#### [How to complete this task]
The data beneath this task has to be reprinted character for character.
### The data ###
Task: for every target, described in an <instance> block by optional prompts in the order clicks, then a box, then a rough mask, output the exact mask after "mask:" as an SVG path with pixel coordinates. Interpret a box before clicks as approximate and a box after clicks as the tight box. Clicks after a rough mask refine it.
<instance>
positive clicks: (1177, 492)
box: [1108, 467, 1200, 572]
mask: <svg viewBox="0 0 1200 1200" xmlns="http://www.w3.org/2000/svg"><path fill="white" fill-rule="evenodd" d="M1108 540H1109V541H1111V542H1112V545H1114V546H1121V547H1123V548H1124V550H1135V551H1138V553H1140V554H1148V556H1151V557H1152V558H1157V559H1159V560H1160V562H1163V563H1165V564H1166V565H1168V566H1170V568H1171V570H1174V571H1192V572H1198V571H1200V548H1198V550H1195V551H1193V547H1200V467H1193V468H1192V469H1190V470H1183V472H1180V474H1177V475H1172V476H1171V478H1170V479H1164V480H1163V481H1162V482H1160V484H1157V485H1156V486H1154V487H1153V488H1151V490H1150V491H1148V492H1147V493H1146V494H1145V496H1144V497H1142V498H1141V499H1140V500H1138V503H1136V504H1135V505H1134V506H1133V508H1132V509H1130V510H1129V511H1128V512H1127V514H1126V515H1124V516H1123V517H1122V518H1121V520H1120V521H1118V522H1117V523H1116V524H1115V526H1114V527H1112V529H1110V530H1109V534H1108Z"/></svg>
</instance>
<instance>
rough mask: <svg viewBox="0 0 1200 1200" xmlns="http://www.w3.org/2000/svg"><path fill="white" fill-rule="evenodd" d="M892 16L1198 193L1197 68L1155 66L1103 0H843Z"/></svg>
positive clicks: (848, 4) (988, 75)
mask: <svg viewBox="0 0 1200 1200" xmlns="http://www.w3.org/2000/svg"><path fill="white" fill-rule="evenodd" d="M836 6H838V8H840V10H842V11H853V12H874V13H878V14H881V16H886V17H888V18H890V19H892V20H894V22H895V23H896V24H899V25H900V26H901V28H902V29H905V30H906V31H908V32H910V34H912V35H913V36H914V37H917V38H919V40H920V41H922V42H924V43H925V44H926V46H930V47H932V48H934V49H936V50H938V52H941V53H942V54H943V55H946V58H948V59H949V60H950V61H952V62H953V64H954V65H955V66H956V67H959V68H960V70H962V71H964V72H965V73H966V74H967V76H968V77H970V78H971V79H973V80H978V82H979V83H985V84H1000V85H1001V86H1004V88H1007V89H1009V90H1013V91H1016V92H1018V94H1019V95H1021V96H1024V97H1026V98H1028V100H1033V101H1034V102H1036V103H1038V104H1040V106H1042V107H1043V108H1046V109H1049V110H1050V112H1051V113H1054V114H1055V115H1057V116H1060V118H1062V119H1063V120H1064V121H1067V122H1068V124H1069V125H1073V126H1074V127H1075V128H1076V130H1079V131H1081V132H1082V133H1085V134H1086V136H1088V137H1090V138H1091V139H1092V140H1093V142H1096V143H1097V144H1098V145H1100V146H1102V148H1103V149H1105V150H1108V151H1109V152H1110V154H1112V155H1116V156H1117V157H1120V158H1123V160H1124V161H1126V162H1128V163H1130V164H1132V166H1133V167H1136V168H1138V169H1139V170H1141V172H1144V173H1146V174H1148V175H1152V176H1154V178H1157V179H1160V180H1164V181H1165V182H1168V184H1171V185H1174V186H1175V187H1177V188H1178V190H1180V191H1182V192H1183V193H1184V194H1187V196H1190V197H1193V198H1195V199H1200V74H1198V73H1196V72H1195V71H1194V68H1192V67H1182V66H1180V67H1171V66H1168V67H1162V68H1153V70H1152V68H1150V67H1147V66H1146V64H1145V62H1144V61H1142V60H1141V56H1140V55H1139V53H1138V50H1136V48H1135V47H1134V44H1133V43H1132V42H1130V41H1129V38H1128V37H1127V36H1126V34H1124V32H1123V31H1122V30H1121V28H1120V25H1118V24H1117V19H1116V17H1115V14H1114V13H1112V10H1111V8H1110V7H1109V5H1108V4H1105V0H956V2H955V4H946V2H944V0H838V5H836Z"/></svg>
###
#### [Written answer]
Task: for every target, described in an <instance> block by optional prompts in the order clicks, then a box, then a rough mask, output the exact mask after "mask:" as an SVG path with pixel coordinates. Interpret a box before clicks as approximate and a box after clicks as the tight box. Clicks after a rough mask refine it.
<instance>
positive clicks: (1177, 492)
box: [1108, 467, 1200, 572]
mask: <svg viewBox="0 0 1200 1200" xmlns="http://www.w3.org/2000/svg"><path fill="white" fill-rule="evenodd" d="M1108 540H1109V541H1111V542H1112V545H1114V546H1121V547H1123V548H1124V550H1135V551H1138V553H1140V554H1148V556H1151V557H1152V558H1157V559H1159V560H1160V562H1163V563H1165V564H1166V565H1168V566H1170V568H1171V570H1174V571H1192V572H1198V571H1200V548H1198V550H1195V551H1193V547H1200V467H1193V468H1192V469H1190V470H1183V472H1180V474H1177V475H1172V476H1171V478H1170V479H1164V480H1163V481H1162V482H1160V484H1157V485H1156V486H1154V487H1153V488H1151V490H1150V491H1148V492H1147V493H1146V494H1145V496H1144V497H1142V498H1141V499H1140V500H1138V503H1136V504H1135V505H1134V506H1133V508H1132V509H1130V510H1129V511H1128V512H1127V514H1126V515H1124V516H1123V517H1122V518H1121V520H1120V521H1118V522H1117V523H1116V524H1115V526H1114V527H1112V529H1110V530H1109V534H1108Z"/></svg>
</instance>
<instance>
rough mask: <svg viewBox="0 0 1200 1200" xmlns="http://www.w3.org/2000/svg"><path fill="white" fill-rule="evenodd" d="M892 16L1198 193L1197 68L1155 66L1103 0H843Z"/></svg>
positive clicks: (848, 4) (988, 75)
mask: <svg viewBox="0 0 1200 1200" xmlns="http://www.w3.org/2000/svg"><path fill="white" fill-rule="evenodd" d="M836 6H838V8H840V10H842V11H853V12H874V13H878V14H881V16H886V17H888V18H890V19H892V20H894V22H895V23H896V24H899V25H900V26H901V28H902V29H905V30H906V31H908V32H910V34H912V35H913V36H914V37H917V38H919V40H920V41H922V42H924V43H925V44H926V46H930V47H932V48H934V49H936V50H938V52H941V53H942V54H943V55H946V58H948V59H949V60H950V61H952V62H953V64H954V65H955V66H956V67H959V68H960V70H962V71H964V72H965V73H966V74H967V76H968V77H970V78H971V79H973V80H978V82H979V83H985V84H1000V85H1001V86H1004V88H1007V89H1009V90H1013V91H1016V92H1018V94H1019V95H1021V96H1024V97H1026V98H1028V100H1033V101H1034V102H1036V103H1038V104H1040V106H1042V107H1043V108H1046V109H1049V110H1050V112H1051V113H1054V114H1055V115H1057V116H1060V118H1062V119H1063V120H1064V121H1067V122H1068V124H1069V125H1073V126H1074V127H1075V128H1076V130H1079V131H1081V132H1082V133H1085V134H1086V136H1088V137H1090V138H1091V139H1092V140H1093V142H1096V143H1097V144H1098V145H1100V146H1102V148H1103V149H1105V150H1108V151H1109V152H1110V154H1112V155H1116V156H1117V157H1120V158H1123V160H1124V161H1126V162H1128V163H1130V164H1132V166H1133V167H1136V168H1138V169H1139V170H1141V172H1144V173H1146V174H1148V175H1152V176H1154V178H1157V179H1160V180H1164V181H1165V182H1168V184H1171V185H1174V186H1175V187H1177V188H1178V190H1180V191H1182V192H1183V193H1184V194H1187V196H1190V197H1193V198H1195V199H1200V74H1198V73H1196V72H1195V71H1194V68H1192V67H1182V66H1180V67H1171V66H1168V67H1162V68H1153V70H1152V68H1150V67H1147V66H1146V64H1145V62H1144V61H1142V60H1141V56H1140V55H1139V53H1138V50H1136V48H1135V47H1134V44H1133V43H1132V42H1130V41H1129V38H1128V37H1127V36H1126V34H1124V32H1123V31H1122V30H1121V28H1120V25H1118V24H1117V19H1116V17H1115V14H1114V13H1112V10H1111V8H1110V7H1109V5H1108V4H1105V0H956V2H955V4H946V2H944V0H838V5H836Z"/></svg>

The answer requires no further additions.